[Start]

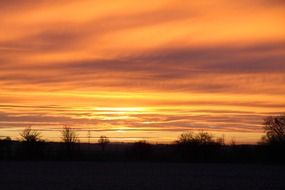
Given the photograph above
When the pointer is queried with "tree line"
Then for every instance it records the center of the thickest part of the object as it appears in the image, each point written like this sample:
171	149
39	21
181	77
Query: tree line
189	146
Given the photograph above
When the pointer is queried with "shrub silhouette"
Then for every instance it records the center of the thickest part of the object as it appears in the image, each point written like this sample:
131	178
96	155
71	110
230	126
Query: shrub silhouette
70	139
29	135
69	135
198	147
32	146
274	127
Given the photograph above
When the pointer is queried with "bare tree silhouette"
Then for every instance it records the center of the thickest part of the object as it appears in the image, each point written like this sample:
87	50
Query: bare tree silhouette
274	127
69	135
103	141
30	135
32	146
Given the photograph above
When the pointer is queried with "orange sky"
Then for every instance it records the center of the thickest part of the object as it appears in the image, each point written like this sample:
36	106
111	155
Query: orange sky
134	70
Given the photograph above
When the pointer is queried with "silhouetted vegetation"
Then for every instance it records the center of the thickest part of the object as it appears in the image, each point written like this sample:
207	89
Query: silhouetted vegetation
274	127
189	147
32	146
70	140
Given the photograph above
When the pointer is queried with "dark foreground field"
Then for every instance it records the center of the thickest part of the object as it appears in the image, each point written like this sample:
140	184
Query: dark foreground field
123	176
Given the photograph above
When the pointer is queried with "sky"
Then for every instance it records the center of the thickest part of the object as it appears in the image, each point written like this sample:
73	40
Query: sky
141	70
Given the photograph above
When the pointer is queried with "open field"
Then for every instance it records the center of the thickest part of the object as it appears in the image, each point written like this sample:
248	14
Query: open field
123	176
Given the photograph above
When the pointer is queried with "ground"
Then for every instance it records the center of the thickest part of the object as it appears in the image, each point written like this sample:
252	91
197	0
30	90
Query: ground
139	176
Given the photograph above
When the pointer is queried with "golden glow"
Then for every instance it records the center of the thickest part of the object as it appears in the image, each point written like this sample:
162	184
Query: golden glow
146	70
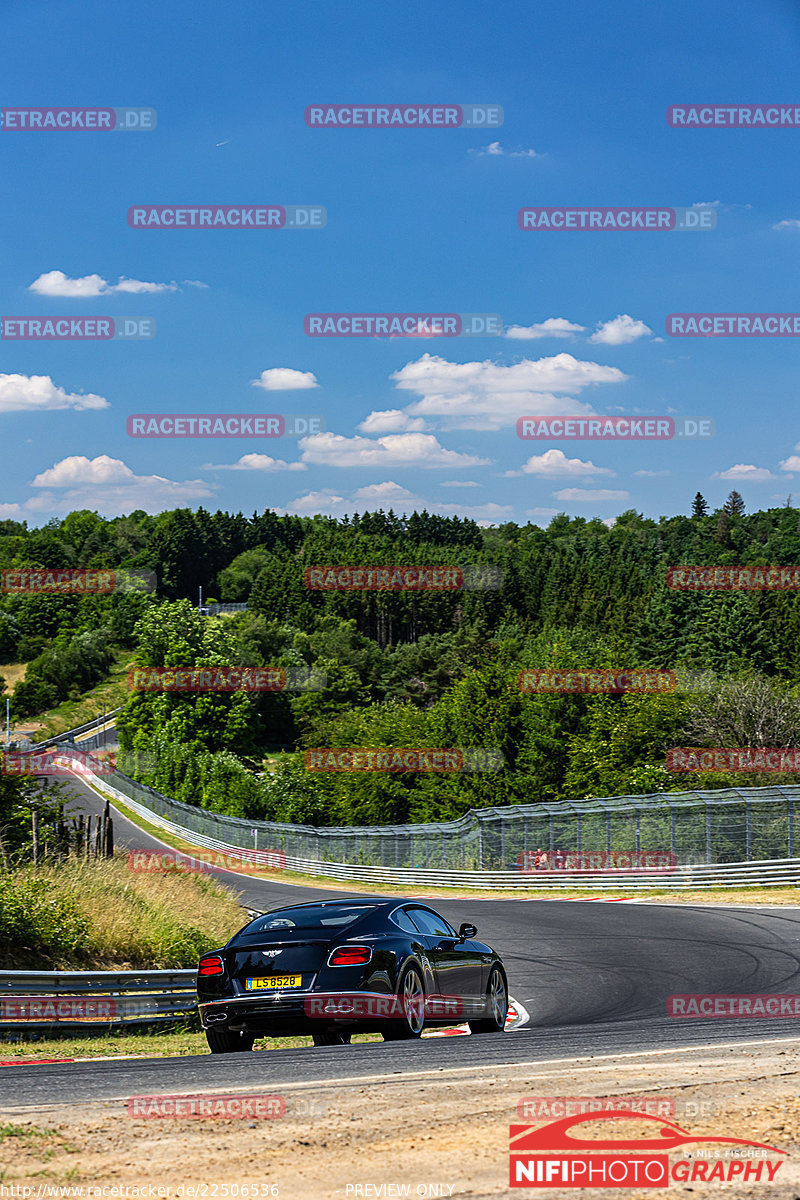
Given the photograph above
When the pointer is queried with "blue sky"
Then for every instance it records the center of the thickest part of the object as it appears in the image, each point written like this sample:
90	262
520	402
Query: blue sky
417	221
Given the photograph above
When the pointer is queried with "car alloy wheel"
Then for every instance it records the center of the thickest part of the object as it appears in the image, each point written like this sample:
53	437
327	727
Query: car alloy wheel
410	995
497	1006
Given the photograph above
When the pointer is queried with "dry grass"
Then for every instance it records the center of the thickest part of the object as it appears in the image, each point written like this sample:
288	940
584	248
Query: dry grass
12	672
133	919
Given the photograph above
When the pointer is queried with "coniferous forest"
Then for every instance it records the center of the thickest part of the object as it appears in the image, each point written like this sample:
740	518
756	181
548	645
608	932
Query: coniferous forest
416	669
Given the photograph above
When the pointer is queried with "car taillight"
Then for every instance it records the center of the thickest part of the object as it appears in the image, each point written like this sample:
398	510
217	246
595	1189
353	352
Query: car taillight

[End]

Omit any images, then output the listing exactly.

Given the photograph above
When the pointer is queried with "tree line"
Then for every instance it records the center of the thickest part of the object as it appears in the image, each point written like this sample:
171	149
39	21
181	77
Query: tree line
189	146
Given the photograph above
When the pointer is queried with "shrub silhouette"
Then for every instance it records the center of the thickest part of the object as it appears in the image, each point written like this sample:
131	178
96	155
71	110
230	126
Query: shrub silhouette
70	139
29	135
69	135
198	147
32	146
274	127
Given the photograph above
When the pointer is queried with "bare tree silhouette"
Then for every instance it records the center of the thickest part of the object as it appears in the image, each point written like this sample:
87	50
Query: bare tree silhouette
274	127
69	135
103	141
30	135
32	146
Given the photograph above
When the pointer is queried with "orange sky"
Then for every instance it records the center of the thickest part of the object as it appears in the image, each point written like this sample:
36	106
111	155
Query: orange sky
134	70
Given the photograph above
When the pointer is queried with "silhouetted vegetation"
Then for every instance it records the center of the thickest part of the object as it appears in the image, each point written like this sample:
207	89
Query: silhouetted vegetation
274	127
189	147
32	146
70	140
Given the photograph above
When the pointer is queried with "dark foreground field"
Then for every instance it records the center of the thickest part of the object as it appears in the image, each point written like this sample:
140	184
Query: dark foreground field
123	176
Given the photograph above
When the pointer is queried with "sky"
Then for every instance it records the center of the thickest part of the object as it appears in the image, each point written like this sample:
73	40
Query: sky
141	70
Given the photograph above
When the pointer is queried with "open field"
Then for every instance it records the center of the thickest part of the object as it appears in the image, each point written like this sample:
248	14
Query: open field
123	176
Given the photograph above
When the pointer is queried with "ground"
Then for every instance it records the center of the thickest part of the object as it appears in the image, each point written like this sample:
252	91
197	0
30	90
Query: ground
139	176
Given the photograph above
When the pointer is queried with "golden glow"
Then for every instance it records the center of the thickest part of the object as it appears in the image, each point written like this sample:
162	184
Query: golden glow
146	70
Given the photograph above
When the pointer is queried with "blue sky"
Then for every instance it records the center of the thickest part of the object as it appears in the image, each point written like this sample:
90	262
520	402
Query: blue sky
417	221
Given the photograph above
When the pointer is queried with "car alloy wheel"
Then for every instance it records the center of the thickest part of the object as it appears in the image, each point written like this sample:
53	437
327	727
Query: car alloy wheel
410	995
497	1006
Given the photograph above
When the pointer is queried with "dry grass"
Then for every instance it records the center of the thickest part of the object as it appears in the image, each point written like this sample:
288	940
584	248
Query: dry grass
12	672
133	919
Given the photograph above
When the pointer is queried with "coniferous forest"
Then for every instance it records the center of the thickest part of the object as it appears in the image, each point written like this sample:
740	518
756	181
548	645
608	932
Query: coniferous forest
416	669
Given the photograph above
When the pointer is queried with "car taillight"
Then for every instance it records the center of the thickest part of the object as it appears in the image, each point written like this sample:
398	510
217	246
595	1189
353	352
Query: car taillight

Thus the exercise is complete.